> SOURCE EXCERPT:
--------

Sky Links , 6-9-18

Spacebridge by longobord CC 2.0

Son, how can I help you see?
May I give you my shoulders to stand on?
Now you see farther than me.
Now you see for both of us.
Won't you tell me what you see?
-H. Jackson Brown, Jr.


Being Dad: Father as a Picture of God's Grace

-Scott Keith

Questions to ponder:

1. What is the state of fatherhood in America?

2. Is fatherhood any different in the church or for Christians?


3. What does it mean that fatherhood is at the core of the universe?

4. How does the story of the Prodigal Son relate?

5. What does it mean to be a masculine man?

6. Sometimes kids like to "play" their parents against each other. Shouldn’t fathers and mothers always back one another’s "play" and support one another?

7. Dad as being a “mouthpiece of grace.” What does that mean?

8. So then, are fathers supposed to be permissive?

9. So what is this Being Dad stuff supposed to look like in everyday life?


Points from Keith:


1. A Dad is the Model of Grace in the Home

We need to know that God calls dads into the lives of their children so that through them children may experience God's grace in a very personal way. The fathers vocation in the home is to point his children to the graciousness we have received because of Christ. A father is called to be a little Christ to his first neighbors: his family. Fathers teach grace and forgiveness to the family by being the voice of God's grace in the home.



2. A Dad is Not a Mom!

If you are a father, you are not a mother with bigger muscles and a deeper voice. Sure, Mom will need your help to discipline your children. But the temptation is to mistakenly believe that Dad's full-time calling is being the heavy hand in the family. Dad is not the bicep! The father is the head of the family, and thus as Christ is the head of the church, he is grace, forgiveness, and graciousness to his family. That is what God has called dads to be.

3. On Compliance and Good Behavior

Most dads want compliant children. I pray that I have throttled that sinful desire enough to have raised gracious and kind children instead who know that they are forgiven because of Christ. Compliance is of the Law. The Law always condemns. Therefore, compliance equals condemnation. It is our sin that leads us to believe that adding more law, more demand for compliance is the answer to every, or any, problem. How can a father be about grace and forgiveness if he is rather about compliance, which equals condemnation? He can't.

If we as dads want our children to be good, or gracious, or kind, first we need to try to preach, teach, and model to them the gospel of Christ, which is God's grace and forgiveness.

4. Fathers Need to be Masculine

Masculinity, in turn, does not need to be a bad thing, but rather like what a man was created to be: a man!

Sometimes men are coarse and gruff, and rough around the edges, and callous, and offensive, and brave, and daring, and careless, and quietly kind. A man will often say that he loves you as much with his gestures as with his words. A man, a dad, will encourage you to be adventurous while mom is telling you to be careful, and that is okay. Masculinity is about teaching the qualities of a man through being honorable, trustworthy, brave, and strong while being kind and forgiving all at the same time.


5. Lastly, Dads Need Forgiveness as Much as They Give It.

--------

> DIRECTIVE A: In the listing, rewrite the stretch from the line containing "Target: shrub" through the line containing "189), (59, 191)]", changing "shrub" to "bush" and leaving everything else the same.

> RECORDS SUPPLIED:
--------

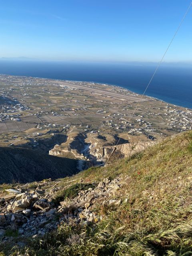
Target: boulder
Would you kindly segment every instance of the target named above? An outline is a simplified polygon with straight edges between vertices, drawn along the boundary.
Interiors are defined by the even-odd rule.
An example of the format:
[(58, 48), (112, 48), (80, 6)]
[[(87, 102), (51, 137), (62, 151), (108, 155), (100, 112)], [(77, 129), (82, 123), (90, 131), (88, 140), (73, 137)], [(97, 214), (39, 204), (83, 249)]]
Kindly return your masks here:
[(30, 202), (26, 199), (20, 199), (16, 201), (14, 203), (14, 206), (20, 207), (20, 208), (26, 208), (30, 205)]
[(6, 218), (3, 213), (0, 213), (0, 225), (6, 222)]
[(51, 210), (50, 211), (46, 212), (46, 217), (47, 218), (49, 218), (51, 215), (55, 214), (56, 212), (56, 210), (55, 209)]
[(21, 208), (21, 207), (16, 206), (16, 205), (14, 205), (13, 206), (13, 212), (21, 212), (23, 211), (23, 208)]
[(0, 198), (0, 206), (1, 206), (4, 203), (5, 200), (4, 198)]
[(4, 229), (0, 229), (0, 237), (4, 236), (5, 234), (5, 230)]
[(31, 210), (30, 209), (26, 209), (22, 211), (22, 212), (23, 214), (26, 216), (26, 217), (28, 217), (30, 215)]
[(42, 202), (40, 200), (37, 201), (33, 205), (34, 207), (43, 210), (46, 209), (48, 209), (50, 208), (49, 204), (46, 202)]

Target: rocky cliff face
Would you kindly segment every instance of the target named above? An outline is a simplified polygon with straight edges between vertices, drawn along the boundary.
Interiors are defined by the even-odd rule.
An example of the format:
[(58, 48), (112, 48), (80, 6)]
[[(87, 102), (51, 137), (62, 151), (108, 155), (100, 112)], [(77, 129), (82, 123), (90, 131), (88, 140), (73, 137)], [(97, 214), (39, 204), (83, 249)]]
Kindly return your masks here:
[[(69, 134), (66, 142), (56, 145), (54, 148), (50, 150), (49, 154), (80, 160), (78, 169), (82, 170), (104, 162), (111, 157), (122, 158), (129, 156), (144, 149), (153, 143), (151, 141), (132, 141), (131, 138), (130, 143), (116, 146), (116, 139), (112, 136), (107, 141), (104, 138), (99, 138), (97, 134), (85, 134), (71, 132)], [(111, 145), (113, 146), (110, 146)], [(115, 151), (113, 150), (114, 147), (116, 148)], [(84, 162), (85, 160), (88, 161), (86, 164)]]
[(0, 148), (0, 184), (63, 178), (77, 172), (78, 161), (43, 154), (38, 150)]

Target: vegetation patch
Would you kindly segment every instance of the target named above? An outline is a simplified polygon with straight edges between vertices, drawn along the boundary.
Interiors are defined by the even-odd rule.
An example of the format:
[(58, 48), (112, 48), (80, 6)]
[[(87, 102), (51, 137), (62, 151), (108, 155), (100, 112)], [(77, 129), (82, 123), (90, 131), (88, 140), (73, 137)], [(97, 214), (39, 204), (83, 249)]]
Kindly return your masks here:
[(59, 191), (54, 198), (55, 203), (58, 204), (60, 202), (68, 198), (72, 199), (78, 196), (80, 190), (85, 190), (90, 188), (93, 188), (95, 186), (92, 184), (77, 183), (72, 185), (69, 188)]

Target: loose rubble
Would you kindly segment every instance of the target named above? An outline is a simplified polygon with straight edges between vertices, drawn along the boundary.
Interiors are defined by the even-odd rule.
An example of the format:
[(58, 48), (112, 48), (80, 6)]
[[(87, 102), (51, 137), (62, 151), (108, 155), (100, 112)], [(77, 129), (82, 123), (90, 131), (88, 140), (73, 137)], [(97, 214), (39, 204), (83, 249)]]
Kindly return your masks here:
[(103, 204), (120, 204), (111, 198), (121, 188), (121, 181), (120, 177), (113, 180), (105, 179), (94, 188), (80, 190), (75, 198), (67, 199), (58, 206), (53, 200), (58, 187), (54, 186), (48, 191), (38, 188), (15, 191), (14, 198), (0, 199), (0, 237), (5, 241), (9, 239), (8, 230), (29, 237), (43, 236), (63, 222), (83, 225), (96, 223), (102, 217), (94, 211), (93, 206), (100, 199)]

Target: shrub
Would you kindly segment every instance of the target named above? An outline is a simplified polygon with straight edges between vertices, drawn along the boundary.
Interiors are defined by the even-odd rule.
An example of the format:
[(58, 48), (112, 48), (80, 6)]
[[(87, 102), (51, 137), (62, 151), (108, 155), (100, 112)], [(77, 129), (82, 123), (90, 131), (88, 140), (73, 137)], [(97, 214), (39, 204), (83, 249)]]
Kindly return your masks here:
[(54, 198), (54, 202), (58, 204), (66, 198), (72, 199), (78, 195), (80, 190), (85, 190), (90, 188), (94, 188), (94, 185), (91, 184), (77, 183), (72, 185), (66, 189), (59, 191)]

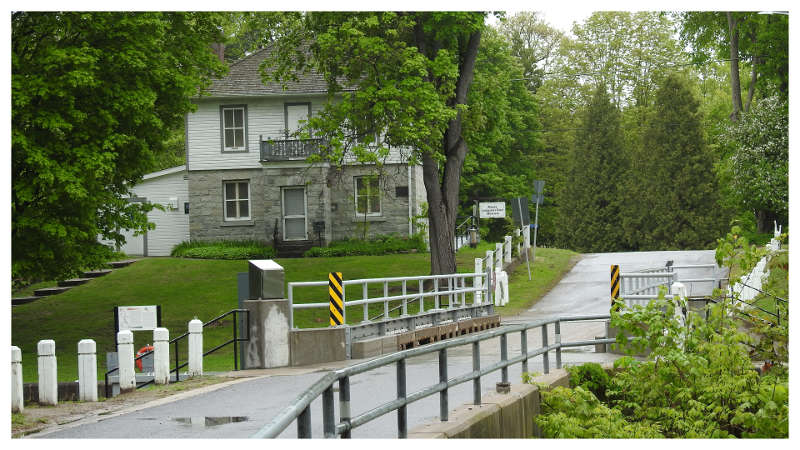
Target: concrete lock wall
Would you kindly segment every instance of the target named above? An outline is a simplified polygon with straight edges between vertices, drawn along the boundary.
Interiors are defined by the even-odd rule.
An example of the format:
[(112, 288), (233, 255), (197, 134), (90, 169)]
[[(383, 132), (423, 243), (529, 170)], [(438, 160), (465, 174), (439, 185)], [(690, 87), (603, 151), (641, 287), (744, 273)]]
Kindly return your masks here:
[[(610, 365), (604, 366), (606, 369)], [(569, 374), (555, 369), (534, 378), (549, 388), (569, 387)], [(408, 432), (410, 439), (474, 439), (541, 437), (534, 423), (541, 414), (541, 390), (537, 385), (511, 386), (507, 394), (483, 394), (480, 405), (462, 405), (449, 413), (447, 422), (435, 421), (420, 425)]]

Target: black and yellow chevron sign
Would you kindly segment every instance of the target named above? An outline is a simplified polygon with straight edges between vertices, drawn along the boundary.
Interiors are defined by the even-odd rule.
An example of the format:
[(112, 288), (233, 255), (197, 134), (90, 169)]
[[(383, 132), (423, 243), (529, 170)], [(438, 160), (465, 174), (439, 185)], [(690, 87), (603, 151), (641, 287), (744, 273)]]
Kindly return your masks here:
[(328, 274), (328, 294), (331, 304), (331, 326), (344, 323), (344, 296), (342, 295), (342, 272)]
[(614, 300), (619, 298), (619, 266), (611, 266), (611, 306), (614, 306)]

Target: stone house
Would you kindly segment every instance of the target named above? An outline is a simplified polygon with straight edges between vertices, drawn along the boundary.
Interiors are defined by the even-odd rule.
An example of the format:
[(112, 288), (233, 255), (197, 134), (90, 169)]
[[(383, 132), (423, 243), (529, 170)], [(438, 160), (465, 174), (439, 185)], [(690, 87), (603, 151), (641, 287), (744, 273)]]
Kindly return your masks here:
[[(263, 83), (269, 50), (231, 64), (186, 117), (189, 236), (266, 240), (283, 254), (349, 237), (419, 231), (411, 220), (426, 201), (421, 166), (393, 150), (375, 166), (310, 164), (319, 140), (292, 136), (328, 101), (317, 73), (285, 88)], [(406, 152), (407, 153), (407, 152)]]

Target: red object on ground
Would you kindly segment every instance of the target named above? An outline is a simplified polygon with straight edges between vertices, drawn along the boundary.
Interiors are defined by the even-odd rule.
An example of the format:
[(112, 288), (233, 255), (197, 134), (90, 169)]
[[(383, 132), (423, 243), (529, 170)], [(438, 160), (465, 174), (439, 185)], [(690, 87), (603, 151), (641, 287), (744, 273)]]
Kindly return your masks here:
[[(138, 352), (136, 352), (136, 357), (139, 358), (140, 356), (144, 355), (147, 352), (152, 352), (153, 346), (152, 345), (145, 345), (144, 347), (140, 348)], [(136, 368), (139, 369), (139, 372), (142, 371), (142, 360), (136, 360)]]

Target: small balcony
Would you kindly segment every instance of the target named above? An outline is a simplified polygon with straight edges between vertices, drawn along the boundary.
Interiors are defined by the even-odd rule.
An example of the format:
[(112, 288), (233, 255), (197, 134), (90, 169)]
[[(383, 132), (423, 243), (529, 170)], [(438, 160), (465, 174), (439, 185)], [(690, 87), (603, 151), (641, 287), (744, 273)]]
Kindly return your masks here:
[(322, 139), (261, 141), (261, 161), (298, 161), (319, 152)]

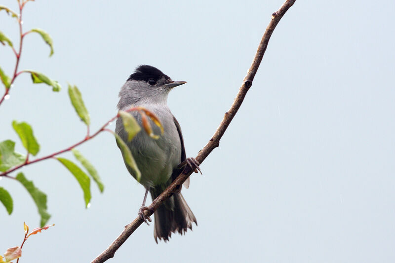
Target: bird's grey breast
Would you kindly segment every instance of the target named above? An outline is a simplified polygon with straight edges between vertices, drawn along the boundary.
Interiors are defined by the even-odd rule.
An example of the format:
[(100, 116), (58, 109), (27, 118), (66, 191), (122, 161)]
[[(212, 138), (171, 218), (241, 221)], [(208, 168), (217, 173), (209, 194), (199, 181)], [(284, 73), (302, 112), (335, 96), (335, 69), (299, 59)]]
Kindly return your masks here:
[[(147, 104), (139, 106), (144, 107), (157, 115), (164, 130), (163, 134), (160, 135), (160, 130), (150, 121), (154, 132), (160, 135), (158, 139), (151, 138), (142, 130), (131, 141), (127, 142), (137, 166), (143, 174), (142, 184), (152, 187), (165, 183), (171, 176), (173, 169), (180, 163), (181, 140), (174, 124), (174, 117), (167, 105)], [(125, 110), (128, 108), (130, 108), (130, 106), (121, 109)], [(142, 127), (140, 114), (136, 111), (131, 114)], [(120, 119), (117, 121), (116, 132), (127, 141), (127, 134)]]

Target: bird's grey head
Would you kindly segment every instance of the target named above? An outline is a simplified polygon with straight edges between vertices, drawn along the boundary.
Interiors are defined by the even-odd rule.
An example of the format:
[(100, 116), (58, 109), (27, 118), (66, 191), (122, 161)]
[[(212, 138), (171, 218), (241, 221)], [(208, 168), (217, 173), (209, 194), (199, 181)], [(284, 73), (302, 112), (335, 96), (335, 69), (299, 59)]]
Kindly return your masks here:
[(185, 83), (171, 80), (156, 67), (141, 65), (121, 88), (118, 108), (121, 109), (135, 104), (166, 104), (171, 89)]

--------

> DIRECTIVE B:
Answer these questions from the post on fatherhood.
(i) Who is credited with the verse that opens the post?
(ii) Whom does the post call a father's "first neighbors"?
(iii) According to the post, what does compliance equal?

> RESPONSE A:
Target: bush
Would you kindly segment every instance of the target named above? An outline is a simplified polygon with straight edges between vertices, drawn along the boundary.
Interiors are defined by the even-odd rule.
An example of the format:
[(58, 48), (112, 48), (80, 6)]
[[(87, 102), (51, 137), (62, 151), (108, 155), (100, 112)], [(77, 129), (82, 123), (90, 131), (88, 140), (73, 137)], [(97, 214), (39, 204), (83, 249)]]
Kindly return your masks here:
[(54, 198), (54, 202), (58, 204), (66, 198), (72, 199), (78, 195), (80, 190), (85, 190), (90, 188), (94, 188), (94, 185), (91, 184), (77, 183), (72, 185), (66, 189), (59, 191)]

> RESPONSE B:
(i) H. Jackson Brown, Jr.
(ii) His family.
(iii) Condemnation.